--- Start DOCUMENT SEGMENT ---
Tuesday, 5 August 2014

Chippings, Cuttings, Fruit and Nuts

 
The guys trimming back trees that are encroaching on the electric lines around here, dropped us off two more full loads of chippings yesterday.  Just as Lovely Hubby had made fantastic inroads into the Everest of chippings, the mountain has suddenly grown back to epic proportions.
 
Still we are not going to look a gift horse in the mouth, these will most definitely be useful to us on the lower paths around the veggie beds and the polytunnels.

 
We spent half an hour round at our neighbours on Sunday morning pruning back her currant bushes and Gooseberry bushes for her, and this meant that we had 38 cuttings to plant out on our hillside.
 
Ten each of Red, White and Black Currants up the run of the hill alongside the fence.  We were going to put them on the other side but the sheep took one look at what we were doing and came over for a snack, so we quickly pulled out the ones we had already planted and re-located them to the house side of the field.

 
There are five Gooseberry cuttings in here ....

 
... and three more on this side, protected from the sheep by the chicken wire skirt along the bottom of the fence.
 
So just under two hours work meant that we now have 38 fruit bushes planted, and hopefully they will bear fruit in the next year or so.  If we have some that don't take, and I guess that could be as many as a third of them, Mary has said we are just to go back and cut some more.  It's nice to keep what's growing locally local and she has a wonderfully prolific established few acres of land that she has given us permission to plunder.
--- End DOCUMENT SEGMENT ---
* STATED EXERCISE A *
Reproduce everything in the gardening post from "Still we are" down to "of the fence.".
--- Start SOURCE RECORDS ---
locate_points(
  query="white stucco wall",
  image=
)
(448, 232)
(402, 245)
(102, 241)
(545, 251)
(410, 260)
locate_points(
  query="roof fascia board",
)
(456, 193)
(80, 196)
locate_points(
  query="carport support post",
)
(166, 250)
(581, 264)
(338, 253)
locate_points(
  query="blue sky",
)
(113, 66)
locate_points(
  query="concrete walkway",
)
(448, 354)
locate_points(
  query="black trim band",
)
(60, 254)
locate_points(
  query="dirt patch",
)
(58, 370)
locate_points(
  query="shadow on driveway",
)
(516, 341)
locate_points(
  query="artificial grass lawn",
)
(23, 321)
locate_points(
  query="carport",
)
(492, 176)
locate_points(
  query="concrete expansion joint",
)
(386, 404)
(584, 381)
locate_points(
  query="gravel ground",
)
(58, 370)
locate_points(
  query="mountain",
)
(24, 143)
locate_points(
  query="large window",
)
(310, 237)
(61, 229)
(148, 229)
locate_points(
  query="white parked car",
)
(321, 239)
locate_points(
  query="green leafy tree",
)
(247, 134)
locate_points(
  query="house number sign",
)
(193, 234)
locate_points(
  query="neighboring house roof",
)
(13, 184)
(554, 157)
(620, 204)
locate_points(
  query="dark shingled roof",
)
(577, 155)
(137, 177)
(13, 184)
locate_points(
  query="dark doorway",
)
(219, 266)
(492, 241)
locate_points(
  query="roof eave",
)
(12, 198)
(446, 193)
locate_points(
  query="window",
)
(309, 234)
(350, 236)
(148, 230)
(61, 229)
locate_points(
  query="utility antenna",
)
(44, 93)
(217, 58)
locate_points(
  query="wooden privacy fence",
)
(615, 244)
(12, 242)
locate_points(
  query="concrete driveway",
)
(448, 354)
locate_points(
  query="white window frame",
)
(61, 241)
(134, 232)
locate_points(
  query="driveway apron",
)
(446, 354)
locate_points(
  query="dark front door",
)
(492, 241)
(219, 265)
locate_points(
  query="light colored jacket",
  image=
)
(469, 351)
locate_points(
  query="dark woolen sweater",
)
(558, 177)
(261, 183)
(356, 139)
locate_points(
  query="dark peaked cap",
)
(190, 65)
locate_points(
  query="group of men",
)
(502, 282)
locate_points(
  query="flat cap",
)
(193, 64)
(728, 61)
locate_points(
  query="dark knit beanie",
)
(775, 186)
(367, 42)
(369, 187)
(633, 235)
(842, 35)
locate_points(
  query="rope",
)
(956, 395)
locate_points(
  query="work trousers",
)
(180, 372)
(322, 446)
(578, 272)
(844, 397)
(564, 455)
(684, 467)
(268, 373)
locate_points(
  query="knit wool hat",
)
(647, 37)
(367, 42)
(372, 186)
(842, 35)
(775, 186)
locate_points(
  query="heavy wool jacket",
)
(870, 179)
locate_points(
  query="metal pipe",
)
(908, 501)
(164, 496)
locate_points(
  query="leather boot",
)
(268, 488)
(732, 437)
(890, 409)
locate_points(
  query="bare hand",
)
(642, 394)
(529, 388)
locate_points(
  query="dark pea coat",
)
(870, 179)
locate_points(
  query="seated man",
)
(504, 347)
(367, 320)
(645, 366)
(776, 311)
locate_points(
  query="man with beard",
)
--- End SOURCE RECORDS ---
* STATED EXERCISE B *
List each line of the rows that contains the word "white".

* FULL ANSWER A *
Still we are not going to look a gift horse in the mouth, these will most definitely be useful to us on the lower paths around the veggie beds and the polytunnels.

 
We spent half an hour round at our neighbours on Sunday morning pruning back her currant bushes and Gooseberry bushes for her, and this meant that we had 38 cuttings to plant out on our hillside.
 
Ten each of Red, White and Black Currants up the run of the hill alongside the fence.  We were going to put them on the other side but the sheep took one look at what we were doing and came over for a snack, so we quickly pulled out the ones we had already planted and re-located them to the house side of the field.

 
There are five Gooseberry cuttings in here ....

 
... and three more on this side, protected from the sheep by the chicken wire skirt along the bottom of the fence.

* FULL ANSWER B *
  query="white stucco wall",
  query="white parked car",
  query="white window frame",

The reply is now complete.